■ PROBLEM TO WORK ON
Continue the article on the federal government shutdown from the point where it ends, picking up after its final sentence.

■ GIVEN TEXT
------

Government Shutdown Highlights issues in US Governance

Chris Anderson

For the first time since 2013, the United States federal government shut down last weekend.

The three-day shutdown, which lasted from Jan 20 to Jan 23, led to the furlough of thousands of non-essential government employees and the closing of nearly a third of the country’s national parks.

Beyond the economic effects, Iowa State professor of political science, Dirk Deam, believes this shutdown also highlights the institutional issues existing in Congress and the partisan nature of our government.

The shutdown began last Friday when the Senate failed to pass a “continuing resolution”, which would have funded the government for a limited period of time. Thus, with no appropriations bill reaching the president’s desk, the government had no money to operate and was forced to shut down. 49 Senators voted against the resolution, 44 Democrats and 5 Republicans.

Deam sees two major frustrations present in congress which led to the inability to pass this resolution. The first of these being the rejection of using continuing resolutions to fund government, a complaint in both major parties.

Continuing resolutions are not a “normal” way for government to appropriate money. Rather than passing short term bills to fund the government for a limited amount of time, Congress once passed comprehensive budgets for the entire fiscal year.

“The production of a comprehensive annual budget hasn’t happened for decades,” Deam said. “The practice [of Continuing Resolutions] has become increasingly a tool of political polarization, used as much to exact concessions from the opposing party on contentious public policies as much as to fund government operations.”

An example of this can in fact be found in the continuing resolution that was passed, reopening the Federal Government on Tuesday.

The Children’s Health Insurance Program(CHIP) funding expired four months ago.  Deam shared that Republicans could have funded the program at any time, but instead used it as a “bargaining chip” to get Democrats and moderate Republicans on board with their resolution.

The bill that reopened the federal government, which 81 senators voted for, included measures to fund the CHIP program for another six years.

“It’s inefficient governing, and it puts partisan gamesmanship ahead of the constitutional duty to legislate and budget in an orderly way that serves the needs of the nation,” Deam said.

Deam believes that all republicans and some of the democrats who essentially voted to shut down the federal government did so because of opposition to the use of continuing resolutions.

------

■ INFORMATION PROVIDED
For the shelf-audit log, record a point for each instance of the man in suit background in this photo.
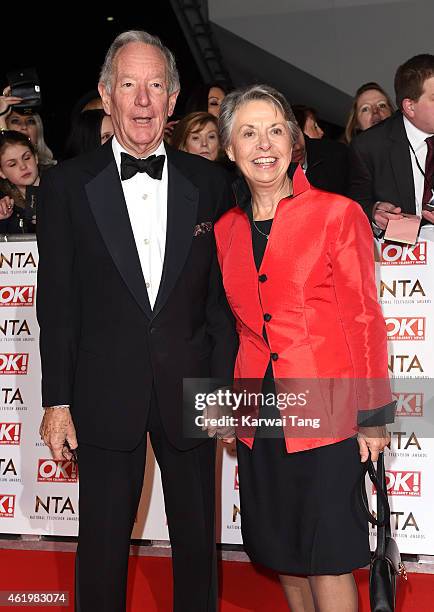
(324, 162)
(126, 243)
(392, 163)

------

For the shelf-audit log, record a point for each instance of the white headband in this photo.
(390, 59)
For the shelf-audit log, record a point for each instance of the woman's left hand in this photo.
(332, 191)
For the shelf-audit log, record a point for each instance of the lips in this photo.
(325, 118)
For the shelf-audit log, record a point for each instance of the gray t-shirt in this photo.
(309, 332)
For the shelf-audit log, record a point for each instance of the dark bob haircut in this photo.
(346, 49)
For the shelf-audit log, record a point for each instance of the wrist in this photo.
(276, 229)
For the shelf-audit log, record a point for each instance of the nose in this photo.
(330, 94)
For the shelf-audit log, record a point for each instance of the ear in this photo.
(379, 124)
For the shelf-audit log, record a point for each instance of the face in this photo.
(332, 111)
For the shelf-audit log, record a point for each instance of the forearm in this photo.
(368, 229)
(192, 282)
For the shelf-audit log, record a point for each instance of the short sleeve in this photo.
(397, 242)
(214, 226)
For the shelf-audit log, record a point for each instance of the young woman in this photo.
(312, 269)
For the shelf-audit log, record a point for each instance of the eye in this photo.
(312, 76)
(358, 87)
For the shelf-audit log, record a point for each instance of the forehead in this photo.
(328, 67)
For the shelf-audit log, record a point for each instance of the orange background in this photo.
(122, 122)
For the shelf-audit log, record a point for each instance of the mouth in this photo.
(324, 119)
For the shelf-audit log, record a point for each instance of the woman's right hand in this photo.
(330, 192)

------

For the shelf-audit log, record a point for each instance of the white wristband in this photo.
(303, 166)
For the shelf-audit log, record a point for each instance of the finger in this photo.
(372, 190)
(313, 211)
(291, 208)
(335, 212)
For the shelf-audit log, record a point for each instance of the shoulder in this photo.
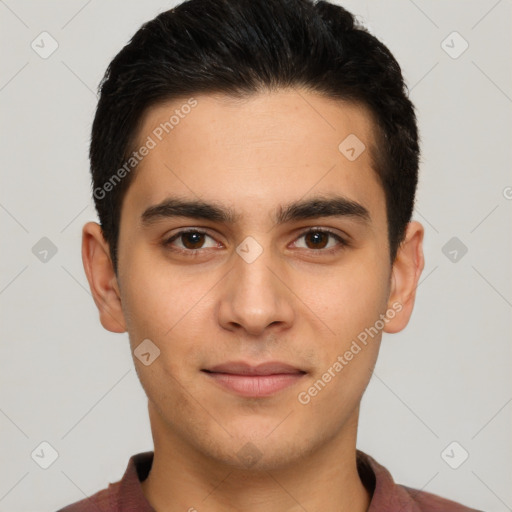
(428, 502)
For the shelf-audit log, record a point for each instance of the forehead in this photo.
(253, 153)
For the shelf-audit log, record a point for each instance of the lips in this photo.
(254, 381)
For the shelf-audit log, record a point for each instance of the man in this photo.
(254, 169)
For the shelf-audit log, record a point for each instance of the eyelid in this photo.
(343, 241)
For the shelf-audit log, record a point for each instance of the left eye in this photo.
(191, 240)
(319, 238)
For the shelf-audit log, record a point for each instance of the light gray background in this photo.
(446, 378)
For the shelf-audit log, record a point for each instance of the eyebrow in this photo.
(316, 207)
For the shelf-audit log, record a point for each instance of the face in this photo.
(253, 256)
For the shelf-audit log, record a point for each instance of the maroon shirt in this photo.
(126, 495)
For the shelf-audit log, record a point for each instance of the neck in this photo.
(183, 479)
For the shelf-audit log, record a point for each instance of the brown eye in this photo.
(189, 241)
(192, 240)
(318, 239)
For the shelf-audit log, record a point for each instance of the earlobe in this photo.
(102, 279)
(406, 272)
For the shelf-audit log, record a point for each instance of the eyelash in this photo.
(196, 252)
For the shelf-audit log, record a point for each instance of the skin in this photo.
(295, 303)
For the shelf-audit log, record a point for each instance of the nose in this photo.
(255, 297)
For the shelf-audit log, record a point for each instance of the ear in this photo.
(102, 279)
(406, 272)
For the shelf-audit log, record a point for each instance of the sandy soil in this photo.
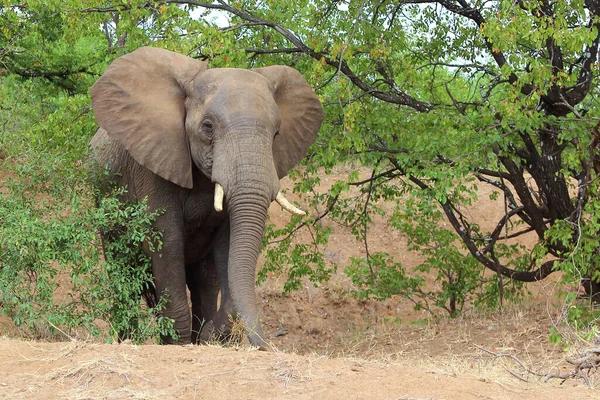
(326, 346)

------

■ TASK OUTPUT
The second, more publicized issue, was that of what to do about DACA. Urgency was created when President Trump announced the program would be terminated this coming March. This leaves the decision of how to give DACA recipients a path to citizenship up to congress.

DACA is a popular program among the American people, with 86% of Americans supporting the program in a recent poll by ABC News. Democratic and some Republican senators have made it a major goal to get the program formalized in law, so as to protect DACA recipients from deportation.

According to Deam, the issue with this is the current Republican led government’s ability to legislate.

“Republicans have had an unprecedented poor track record in passing major legislation since taking control of both houses of Congress,” Deam said.

Deam cited concerns among the among Democrats that there may not be a serious bi-partisan consideration of the DACA issue before the March deadline due to Republican’s perceived inability to govern effectively.

Republicans do not need Democratic votes to govern, however there are enough dissenters within their own party, mostly from the far-right or libertarian wings, that force Republicans to rely on Democratic votes.

“In the weeks leading up to the current deadline for government funding, Democrats increasingly indicated their unwillingness to repeat their unconditioned support for Republican CR’s, insisting on an agreement about DACA as a pre-condition for their votes,” Deam said.

In addition to the CHIP funding, a public commitment to work on a DACA fix by Senate Majority Leader Mitch McConnell was a condition of the resolution that was ultimately passed to reopen the federal government.

Some more left leaning democrat’s feel that by only getting a verbal commitment by McConnell to work towards legislating on DACA was poor negotiation on behalf of these Democrats.

A tweet by former Al-Jazeera America editor, David Klion, which received attention on Twitter echoes these leftist sentiments.

“I just remembered that Obama told the Dreamers it was safe to come out of the shadows and give the government all this information about themselves and then the Democrats sold them out when they absolutely could have stood their ground and now I’m pretty disgusted,” Klion wrote in a tweet.

Deam however feels that expecting to see a DACA bill as an outcome of the shutdown was an “unrealistic expectation”.

“Senate Democrats succeeded in getting Mitch McConnell to commit publicly to work on DACA.  That’s a first, so that’s an achievement.  They also got funding for CHIP out of the deal without having to lift a finger.  That’s also a plus,” Deam said.

Deam also believes that by keeping the shutdown short, Democrats are less likely to pay any political cost for the shutdown.

The way forward for Democrats in Deam’s opinion, should be relying on the overwhelming support for the DACA program and calling out publicly attempts to impose complications that inflame or divide rather than solve the issue.

Although Deam feels Republicans may have “won” the battle of the shutdown by casting it as a failure by Democrats, he feels that does not change the ineffectiveness of Republican leadership and the related issues when it comes to congressional governance.

A bigger problem in his eyes is the continuing practice of congress using continuing resolutions for government funding, something both major parties are guilty of, which he feels could lead to another shutdown in the future.

This along with the debt-ceiling extension and DACA deadline, both coming up soon, point fingers towards some very real issues in how our government is operating.

“Short-terms CR’s govern by crisis urgency, usually inflaming partisan animosity in a self-reinforcing process that makes everyone ever more angry and frustrated,” Deam said.